*** Texto para análise
O crime de estelionato, previsto no art. 171 do CP brasileiro, sempre ocupou uma posição de destaque no cenário jurídico. Baseia-se na lógica de cálculo entre risco e recompensa, tendo como atrativo o lucro fácil.
Após a pandemia de covid-19, esse tipo de crime apresentou um aumento expressivo, impulsionado principalmente pelo crescimento do uso de novas tecnologias e plataformas digitais. Essa transformação não apenas ampliou o alcance das fraudes, mas também permitiu com que os criminosos se escondessem por trás das telas de computadores e celulares. Isto, claro, encoraja o estelionatário, dificulta sua identificação e, consequentemente, o enfrentamento desse tipo de criminalidade.
Sem dúvida alguma, referido cenário criminal agravou a vulnerabilidade das vítimas e reforçou a necessidade de um fortalecimento das estratégias de combate ao estelionato na era digital. Não à toa a percepção é de que o crime de estelionato “compensa”.
Fato é que o criminoso obtém vantagem ilegal significativa por meio da fraude e, diante da morosidade processual, da dificuldade investigativa e da pena relativamente branda usualmente aplicada, assume uma responsabilidade penal desproporcionalmente baixa em comparação ao potencial ganho.
É neste contexto e, em boa hora, que surge o PL 898/24. Aprovado pela Comissão de Segurança Pública do Senado em maio do presente ano, referido PL busca conter a crescente ocorrência de fraudes e golpes, sobretudo na modalidade digital, mediante o endurecimento das sanções aplicáveis ao crime de estelionato.
******
Como fazer: No texto sobre o crime de estelionato, liste os fatores que, segundo o trecho iniciado por "Fato é que o criminoso", levam o criminoso a assumir uma responsabilidade penal desproporcionalmente baixa. As linhas são um material à parte, sem ligação com o texto.
*** Conjunto de linhas
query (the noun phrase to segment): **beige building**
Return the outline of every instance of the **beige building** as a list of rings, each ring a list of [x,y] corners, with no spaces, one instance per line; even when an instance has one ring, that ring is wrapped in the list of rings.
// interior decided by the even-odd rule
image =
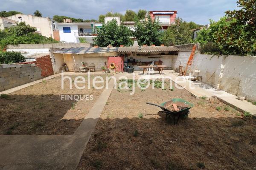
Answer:
[[[6,17],[6,18],[18,22],[25,21],[26,24],[36,27],[37,33],[47,37],[53,38],[52,24],[49,18],[18,14]]]
[[[0,17],[0,30],[3,30],[6,28],[16,26],[17,21],[8,18]]]

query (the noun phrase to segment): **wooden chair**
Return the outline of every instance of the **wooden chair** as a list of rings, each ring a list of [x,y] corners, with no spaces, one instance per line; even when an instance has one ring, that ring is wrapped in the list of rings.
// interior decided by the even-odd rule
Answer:
[[[73,65],[74,67],[74,71],[76,72],[80,72],[81,70],[79,65],[78,64],[75,64]]]
[[[87,72],[88,72],[88,71],[89,70],[89,65],[88,65],[88,64],[87,63],[87,62],[84,62],[84,65],[85,66],[88,67],[87,68],[86,68],[86,71]]]
[[[89,66],[89,70],[95,72],[95,64],[91,63]]]

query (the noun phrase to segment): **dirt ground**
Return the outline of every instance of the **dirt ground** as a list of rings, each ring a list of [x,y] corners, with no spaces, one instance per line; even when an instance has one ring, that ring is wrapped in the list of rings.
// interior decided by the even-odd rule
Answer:
[[[77,170],[256,169],[256,120],[250,116],[184,89],[130,93],[113,90]],[[174,98],[194,105],[175,125],[146,104]]]
[[[0,134],[73,134],[103,91],[88,89],[87,83],[77,83],[79,87],[86,85],[84,89],[77,89],[74,82],[76,76],[70,76],[71,89],[69,89],[68,79],[65,79],[64,89],[61,89],[61,77],[58,76],[0,97]],[[91,87],[95,76],[91,75]],[[87,76],[83,76],[87,82]],[[105,80],[106,75],[102,76]],[[98,86],[103,85],[97,84]],[[84,98],[78,102],[74,99],[65,100],[65,96],[63,96],[62,100],[61,95],[64,94],[91,94],[93,99]]]

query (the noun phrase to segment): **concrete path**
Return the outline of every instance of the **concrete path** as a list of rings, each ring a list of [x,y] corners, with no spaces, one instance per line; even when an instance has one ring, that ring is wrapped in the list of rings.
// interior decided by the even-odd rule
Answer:
[[[0,170],[75,170],[113,86],[111,80],[72,135],[0,135]]]

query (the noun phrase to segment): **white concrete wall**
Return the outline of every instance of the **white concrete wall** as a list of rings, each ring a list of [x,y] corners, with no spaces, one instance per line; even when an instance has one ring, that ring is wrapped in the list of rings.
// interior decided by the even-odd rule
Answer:
[[[26,57],[35,54],[49,53],[49,48],[34,48],[34,49],[8,49],[7,51],[21,52],[24,57]],[[26,53],[23,53],[25,52]]]
[[[187,73],[200,70],[202,81],[231,94],[245,96],[247,100],[256,101],[256,57],[221,56],[195,54]],[[180,51],[173,57],[172,68],[185,69],[189,51]],[[213,74],[213,76],[210,78]]]
[[[75,35],[78,35],[78,26],[76,24],[56,24],[56,27],[59,30],[60,39],[61,41],[65,41],[67,42],[79,42],[78,38],[75,37]],[[71,33],[64,33],[63,27],[70,27]]]
[[[22,21],[25,21],[26,24],[29,24],[30,26],[36,27],[38,30],[41,30],[42,35],[47,37],[53,38],[52,24],[49,18],[21,14],[16,14],[6,18],[18,21],[19,17],[21,17]]]

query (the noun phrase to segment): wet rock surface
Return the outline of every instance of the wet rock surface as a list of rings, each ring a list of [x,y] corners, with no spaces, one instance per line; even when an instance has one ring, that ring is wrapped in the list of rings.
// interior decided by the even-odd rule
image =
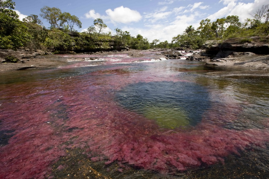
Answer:
[[[242,71],[240,73],[236,72],[224,72],[209,73],[210,75],[220,75],[221,74],[227,75],[266,75],[269,70],[269,59],[268,55],[266,54],[269,50],[260,51],[259,53],[256,53],[255,50],[249,52],[237,51],[234,50],[234,47],[256,47],[259,48],[265,48],[266,43],[256,42],[257,38],[253,38],[251,44],[239,44],[238,39],[233,39],[224,41],[225,43],[229,43],[230,49],[223,48],[223,42],[220,41],[209,41],[204,44],[205,49],[193,51],[187,50],[181,48],[174,48],[170,49],[155,48],[146,50],[130,50],[123,52],[118,50],[112,51],[101,51],[96,53],[88,53],[83,54],[74,53],[73,57],[66,57],[64,55],[48,55],[50,54],[46,52],[40,51],[31,51],[29,50],[22,49],[15,51],[12,50],[0,50],[0,60],[3,63],[0,63],[0,71],[11,70],[25,70],[33,68],[43,68],[57,67],[67,65],[75,62],[91,60],[95,61],[97,58],[95,57],[80,58],[77,57],[79,54],[87,54],[97,55],[109,55],[118,54],[125,54],[131,58],[145,58],[152,59],[172,59],[178,60],[190,60],[205,62],[205,65],[225,66],[227,67],[235,65],[249,67],[249,70]],[[236,42],[237,44],[236,43]],[[225,47],[229,46],[225,45]],[[224,46],[223,46],[224,47]],[[221,47],[221,48],[220,48]],[[242,48],[240,47],[242,49]],[[253,47],[254,48],[254,47]],[[255,47],[256,48],[256,47]],[[268,48],[268,46],[267,47]],[[238,50],[239,49],[238,48]],[[253,50],[253,48],[245,48],[245,50]],[[261,53],[263,54],[261,54]],[[70,54],[70,53],[69,53]],[[16,63],[5,63],[5,57],[13,56],[19,59]],[[136,61],[139,62],[139,61]],[[98,62],[95,62],[98,64]],[[100,63],[100,62],[99,62]]]

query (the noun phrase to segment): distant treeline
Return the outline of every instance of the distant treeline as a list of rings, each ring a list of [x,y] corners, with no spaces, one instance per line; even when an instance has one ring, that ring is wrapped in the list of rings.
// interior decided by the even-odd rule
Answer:
[[[103,33],[107,26],[100,18],[95,20],[86,32],[79,33],[74,31],[74,27],[81,27],[77,17],[69,13],[62,13],[59,8],[45,6],[41,9],[40,15],[50,24],[48,29],[42,26],[37,15],[32,14],[22,21],[20,21],[18,15],[12,10],[15,5],[12,0],[0,0],[1,49],[24,47],[33,50],[90,51],[123,47],[141,50],[178,47],[197,49],[208,40],[266,36],[269,34],[268,4],[257,10],[252,15],[253,18],[246,19],[244,23],[239,22],[236,16],[229,16],[214,22],[207,18],[203,20],[197,29],[192,26],[188,27],[183,34],[173,38],[171,43],[157,39],[149,43],[140,34],[132,36],[129,32],[117,28],[115,29],[116,34],[110,32]],[[72,33],[75,34],[74,37],[68,35],[74,31]]]

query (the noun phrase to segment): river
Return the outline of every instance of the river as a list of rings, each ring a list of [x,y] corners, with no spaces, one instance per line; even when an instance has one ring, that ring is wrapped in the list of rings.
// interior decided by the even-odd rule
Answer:
[[[98,63],[1,73],[0,178],[268,177],[268,78],[81,56]]]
******
Resposta:
- A morosidade processual
- A dificuldade investigativa
- A pena relativamente branda usualmente aplicada